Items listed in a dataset
----------------
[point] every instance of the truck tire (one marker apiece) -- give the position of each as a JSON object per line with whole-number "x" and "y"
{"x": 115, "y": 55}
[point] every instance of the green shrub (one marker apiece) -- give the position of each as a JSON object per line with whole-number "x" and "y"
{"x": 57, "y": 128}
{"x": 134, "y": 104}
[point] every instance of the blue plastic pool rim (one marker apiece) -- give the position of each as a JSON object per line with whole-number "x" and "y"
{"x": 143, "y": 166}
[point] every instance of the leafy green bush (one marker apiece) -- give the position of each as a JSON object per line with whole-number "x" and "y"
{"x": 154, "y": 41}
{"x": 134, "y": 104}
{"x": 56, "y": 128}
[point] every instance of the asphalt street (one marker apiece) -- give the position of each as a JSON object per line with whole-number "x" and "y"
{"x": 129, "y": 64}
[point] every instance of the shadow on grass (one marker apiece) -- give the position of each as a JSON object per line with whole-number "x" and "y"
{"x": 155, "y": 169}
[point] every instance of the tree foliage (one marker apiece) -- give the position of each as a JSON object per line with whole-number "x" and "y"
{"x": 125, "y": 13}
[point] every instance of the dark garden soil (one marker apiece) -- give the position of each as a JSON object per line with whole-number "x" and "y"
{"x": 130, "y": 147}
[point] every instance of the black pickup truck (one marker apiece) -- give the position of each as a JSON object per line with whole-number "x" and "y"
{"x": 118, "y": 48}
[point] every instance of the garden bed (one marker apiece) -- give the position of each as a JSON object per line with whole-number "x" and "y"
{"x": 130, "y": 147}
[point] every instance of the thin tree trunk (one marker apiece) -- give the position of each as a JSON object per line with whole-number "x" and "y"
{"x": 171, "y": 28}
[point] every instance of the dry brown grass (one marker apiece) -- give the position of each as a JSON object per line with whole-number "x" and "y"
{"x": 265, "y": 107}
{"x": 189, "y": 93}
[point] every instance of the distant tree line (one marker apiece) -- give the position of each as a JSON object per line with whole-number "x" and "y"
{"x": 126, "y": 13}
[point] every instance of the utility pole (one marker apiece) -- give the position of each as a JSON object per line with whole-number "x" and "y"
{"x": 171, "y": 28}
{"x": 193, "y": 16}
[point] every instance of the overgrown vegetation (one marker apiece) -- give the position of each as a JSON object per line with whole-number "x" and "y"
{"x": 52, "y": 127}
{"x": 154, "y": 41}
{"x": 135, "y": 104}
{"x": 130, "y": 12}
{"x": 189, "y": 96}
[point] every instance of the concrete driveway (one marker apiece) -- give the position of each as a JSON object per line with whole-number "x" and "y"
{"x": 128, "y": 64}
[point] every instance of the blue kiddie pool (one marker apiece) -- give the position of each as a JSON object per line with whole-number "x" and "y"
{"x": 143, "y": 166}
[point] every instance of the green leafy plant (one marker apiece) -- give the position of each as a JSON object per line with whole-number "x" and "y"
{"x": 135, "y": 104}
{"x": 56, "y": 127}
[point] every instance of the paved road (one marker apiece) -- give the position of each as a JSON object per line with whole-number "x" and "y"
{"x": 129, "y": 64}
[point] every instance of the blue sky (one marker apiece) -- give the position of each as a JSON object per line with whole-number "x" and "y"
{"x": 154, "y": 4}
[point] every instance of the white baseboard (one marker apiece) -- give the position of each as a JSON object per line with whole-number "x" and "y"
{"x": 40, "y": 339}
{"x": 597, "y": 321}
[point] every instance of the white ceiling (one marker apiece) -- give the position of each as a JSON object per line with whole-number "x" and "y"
----------------
- DIRECTIONS FOR THIS TASK -
Please write out the data again exactly as it stands.

- TASK OUTPUT -
[point] every instance of the truck tire (one marker apiece) -- give the position of each as a JSON object per line with whole-number "x" and "y"
{"x": 115, "y": 55}
[point] every instance of the green shrub (one marker apiece) -- give the position of each as a JSON object per line with whole-number "x" and "y"
{"x": 57, "y": 128}
{"x": 134, "y": 104}
[point] every instance of the blue plastic pool rim (one marker apiece) -- give the position of each as a JSON object per line with whole-number "x" and "y"
{"x": 143, "y": 166}
[point] every instance of the leafy green bush (one marker apiece) -- give the position of each as a JSON object per line with whole-number "x" and "y"
{"x": 154, "y": 41}
{"x": 134, "y": 104}
{"x": 56, "y": 128}
[point] every instance of the asphalt street (one marker apiece) -- give the position of each as a JSON object per line with whole-number "x" and "y"
{"x": 129, "y": 64}
[point] every instance of the shadow on grass (one marker apiece) -- give the position of each as a JSON object per line with whole-number "x" and "y"
{"x": 155, "y": 169}
[point] every instance of the tree foliage (one marker apiece) -- give the position of each as a JSON object per line with whole-number "x" and "y"
{"x": 125, "y": 13}
[point] every instance of the dark garden soil (one marker apiece) -- give the position of each as a JSON object per line with whole-number "x" and "y"
{"x": 130, "y": 147}
[point] every instance of the black pickup truck (one marker apiece) -- give the position of each as a JSON object per line with whole-number "x" and "y"
{"x": 118, "y": 48}
[point] every instance of the garden bed (one marker apiece) -- give the position of each as a JSON object per line with whole-number "x" and "y"
{"x": 130, "y": 147}
[point] every instance of the thin tree trunk (one marker apiece) -- give the position of each as a JSON object per line with whole-number "x" and "y"
{"x": 171, "y": 28}
[point] every instance of the dry brown grass (one marker apiece) -- give the position of each as a JSON object per line with whole-number "x" and "y"
{"x": 265, "y": 107}
{"x": 189, "y": 93}
[point] every instance of the distant tree line (one marker apiece) -- give the position of each as a JSON object per line with whole-number "x" and "y"
{"x": 126, "y": 13}
[point] every instance of the utility pole (one marker apiece) -- give the position of each as a JSON object per line with whole-number "x" and "y"
{"x": 171, "y": 28}
{"x": 193, "y": 16}
[point] every instance of the overgrown vegetation (one marker apiece) -- give the position of each as a JSON object per line with whole-number "x" and "y"
{"x": 52, "y": 127}
{"x": 154, "y": 41}
{"x": 135, "y": 104}
{"x": 130, "y": 12}
{"x": 189, "y": 96}
[point] every instance of the concrete driveway (one marker apiece) -- give the position of each as a JSON object per line with whole-number "x" and "y"
{"x": 128, "y": 64}
[point] every instance of the blue kiddie pool (one marker apiece) -- give the position of each as a JSON object per line with whole-number "x" and "y"
{"x": 143, "y": 166}
[point] every instance of the green leafy plant (one marker apiece) -- give the position of each as a JSON object per line with whole-number "x" and "y"
{"x": 135, "y": 104}
{"x": 56, "y": 127}
[point] every instance of the paved road (one marker apiece) -- give the position of each as a JSON object per line with whole-number "x" and "y"
{"x": 129, "y": 64}
[point] every instance of the blue sky (one marker apiece) -- give the position of each as a JSON object per line with whole-number "x" and "y"
{"x": 154, "y": 4}
[point] every instance of the white baseboard (one marker apiece) -- give the position of each as a JSON object per line with whole-number "x" and "y"
{"x": 40, "y": 339}
{"x": 597, "y": 321}
[point] every instance of the white ceiling (one marker apiece) -- give the position of each as a JSON object per line with whole-number "x" and "y"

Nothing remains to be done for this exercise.